— THE EXERCISE —
Can you rewrite every line of the entries, from the start through the line containing "[9,0,960,201]" (both included), scaling each bounding-box coordinate in the answers by 0.65 and rounding to whole numbers with halves going up? Keep the request lines unchanged.

_ _ _ _ _

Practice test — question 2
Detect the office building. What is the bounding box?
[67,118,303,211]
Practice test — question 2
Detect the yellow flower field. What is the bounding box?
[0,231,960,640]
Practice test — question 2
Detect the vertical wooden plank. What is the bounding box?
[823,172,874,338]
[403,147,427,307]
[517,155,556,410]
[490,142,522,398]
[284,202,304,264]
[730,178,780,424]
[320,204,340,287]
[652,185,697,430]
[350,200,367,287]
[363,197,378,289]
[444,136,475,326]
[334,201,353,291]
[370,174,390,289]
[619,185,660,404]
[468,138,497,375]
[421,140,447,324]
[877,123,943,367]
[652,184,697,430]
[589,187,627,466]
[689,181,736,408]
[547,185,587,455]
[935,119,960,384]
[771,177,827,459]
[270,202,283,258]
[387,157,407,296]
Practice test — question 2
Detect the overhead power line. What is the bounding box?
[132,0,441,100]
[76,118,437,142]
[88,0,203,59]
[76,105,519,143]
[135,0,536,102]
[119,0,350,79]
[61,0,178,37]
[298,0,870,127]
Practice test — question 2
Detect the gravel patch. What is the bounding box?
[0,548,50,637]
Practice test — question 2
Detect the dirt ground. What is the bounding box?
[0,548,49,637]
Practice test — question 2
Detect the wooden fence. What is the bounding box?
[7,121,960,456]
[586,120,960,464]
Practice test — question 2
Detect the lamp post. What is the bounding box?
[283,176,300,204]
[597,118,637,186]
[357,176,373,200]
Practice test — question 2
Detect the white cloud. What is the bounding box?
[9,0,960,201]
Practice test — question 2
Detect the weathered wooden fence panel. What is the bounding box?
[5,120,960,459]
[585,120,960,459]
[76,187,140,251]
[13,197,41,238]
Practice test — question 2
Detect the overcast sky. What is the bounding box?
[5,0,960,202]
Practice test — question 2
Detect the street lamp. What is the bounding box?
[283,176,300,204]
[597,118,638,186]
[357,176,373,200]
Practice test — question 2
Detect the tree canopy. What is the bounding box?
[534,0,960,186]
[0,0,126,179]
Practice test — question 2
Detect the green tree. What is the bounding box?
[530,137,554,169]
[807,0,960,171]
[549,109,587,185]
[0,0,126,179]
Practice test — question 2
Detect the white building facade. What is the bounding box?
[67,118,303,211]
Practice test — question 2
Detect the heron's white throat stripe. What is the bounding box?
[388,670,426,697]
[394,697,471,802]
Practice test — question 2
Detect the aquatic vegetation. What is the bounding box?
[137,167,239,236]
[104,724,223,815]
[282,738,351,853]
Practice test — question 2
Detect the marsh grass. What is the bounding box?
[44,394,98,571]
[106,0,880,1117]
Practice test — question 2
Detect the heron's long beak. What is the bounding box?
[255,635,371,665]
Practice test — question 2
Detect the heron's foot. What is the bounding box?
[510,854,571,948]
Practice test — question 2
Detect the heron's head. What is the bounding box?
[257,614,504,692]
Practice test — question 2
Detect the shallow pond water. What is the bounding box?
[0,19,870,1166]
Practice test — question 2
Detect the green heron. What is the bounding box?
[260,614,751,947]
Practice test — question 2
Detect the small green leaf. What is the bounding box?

_ _ _ _ _

— WRITTEN SOLUTION —
Practice test — question 2
Detect the office building. What is the bounding box?
[44,77,197,137]
Practice test — question 2
Detect the yellow flower field. What is the bounding box?
[0,150,624,416]
Practice test — question 2
Detect the vertical wooden plank. What is the bounding box?
[535,112,568,220]
[262,96,278,200]
[336,101,361,267]
[319,92,339,259]
[185,131,198,172]
[475,116,507,276]
[208,133,221,187]
[424,120,453,280]
[228,130,239,187]
[236,128,246,188]
[289,88,309,212]
[217,131,229,189]
[241,113,254,188]
[402,120,429,263]
[304,90,323,244]
[274,91,291,211]
[570,80,613,239]
[424,120,453,280]
[383,122,408,303]
[448,118,478,265]
[356,120,382,296]
[608,77,624,250]
[501,115,538,298]
[176,131,184,168]
[252,102,265,192]
Practice test — question 2
Detect the overhead power line. What is the bounding box?
[86,0,287,65]
[49,77,284,92]
[57,0,132,38]
[49,68,337,93]
[88,0,348,66]
[77,0,228,51]
[40,0,116,24]
[194,0,566,83]
Practice test — question 2
Detect the gravel patch. What is the bounding box?
[0,356,33,414]
Practice test — question 2
Detect the dirt ground. What is the bounding box?
[0,356,32,414]
Practice test — question 2
Detect the wooden fence. What is the bounding box?
[5,79,624,296]
[381,78,624,302]
Practice test — question 2
Detect the lamp post. What is the bounding box?
[184,114,195,133]
[388,77,414,121]
[232,114,242,130]
Practice test — question 2
Detect the white cloud. What is the bounding box?
[6,0,624,131]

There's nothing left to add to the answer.